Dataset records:

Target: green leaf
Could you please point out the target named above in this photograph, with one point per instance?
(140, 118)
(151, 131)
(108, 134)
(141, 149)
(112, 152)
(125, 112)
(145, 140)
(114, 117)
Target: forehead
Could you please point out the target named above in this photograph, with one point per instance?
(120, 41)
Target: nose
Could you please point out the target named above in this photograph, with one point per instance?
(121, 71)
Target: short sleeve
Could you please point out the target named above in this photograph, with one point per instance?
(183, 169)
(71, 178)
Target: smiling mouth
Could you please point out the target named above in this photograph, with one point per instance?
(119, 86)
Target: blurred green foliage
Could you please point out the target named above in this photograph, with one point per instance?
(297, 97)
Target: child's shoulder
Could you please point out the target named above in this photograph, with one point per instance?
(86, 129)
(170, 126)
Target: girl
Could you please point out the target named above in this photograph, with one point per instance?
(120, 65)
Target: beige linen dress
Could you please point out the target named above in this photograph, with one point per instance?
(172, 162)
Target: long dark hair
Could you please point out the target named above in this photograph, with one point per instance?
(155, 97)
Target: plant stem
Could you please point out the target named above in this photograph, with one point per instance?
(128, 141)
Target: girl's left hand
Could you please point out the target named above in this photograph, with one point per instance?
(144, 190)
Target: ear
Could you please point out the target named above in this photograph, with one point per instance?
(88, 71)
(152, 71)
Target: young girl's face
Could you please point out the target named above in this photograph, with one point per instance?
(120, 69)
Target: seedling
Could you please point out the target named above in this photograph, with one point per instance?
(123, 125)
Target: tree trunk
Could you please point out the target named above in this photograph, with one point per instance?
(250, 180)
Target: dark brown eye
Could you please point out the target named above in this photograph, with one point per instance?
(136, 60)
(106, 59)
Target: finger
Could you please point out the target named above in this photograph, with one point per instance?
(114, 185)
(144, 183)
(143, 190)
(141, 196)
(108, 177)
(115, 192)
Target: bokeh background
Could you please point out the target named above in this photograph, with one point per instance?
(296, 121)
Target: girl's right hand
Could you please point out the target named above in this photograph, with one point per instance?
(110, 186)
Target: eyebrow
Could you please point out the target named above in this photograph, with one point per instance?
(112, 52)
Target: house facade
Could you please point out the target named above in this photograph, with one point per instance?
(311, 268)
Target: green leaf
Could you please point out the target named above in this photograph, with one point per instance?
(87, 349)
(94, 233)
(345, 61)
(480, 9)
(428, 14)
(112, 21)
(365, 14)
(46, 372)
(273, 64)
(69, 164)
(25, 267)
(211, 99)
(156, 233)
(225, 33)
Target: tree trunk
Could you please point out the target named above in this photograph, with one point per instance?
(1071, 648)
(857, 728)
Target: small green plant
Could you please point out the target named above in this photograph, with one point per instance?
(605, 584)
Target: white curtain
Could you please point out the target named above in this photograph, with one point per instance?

== EXERCISE DESCRIPTION ==
Keep only the lines from the one containing "Target: house facade" to the end of the entries, and repeat them exactly.

== FINAL RESULT ==
Target: house facade
Could you please point out the target named above in this photograph, with one point per instance?
(311, 268)
Target: green leaf
Could you please point out the target named above in this photograph, with one point per instance?
(87, 349)
(94, 233)
(345, 61)
(480, 9)
(428, 14)
(112, 21)
(365, 14)
(46, 372)
(273, 64)
(69, 164)
(25, 267)
(211, 99)
(156, 233)
(225, 33)
Target: tree trunk
Could you please point out the target named above in this photograph, with one point per instance?
(1071, 648)
(857, 728)
Target: small green plant
Could you please point out the target named above in this photograph, with one point per instance?
(605, 584)
Target: white curtain
Could you please point out the target named above in this photograph, with one point per instance?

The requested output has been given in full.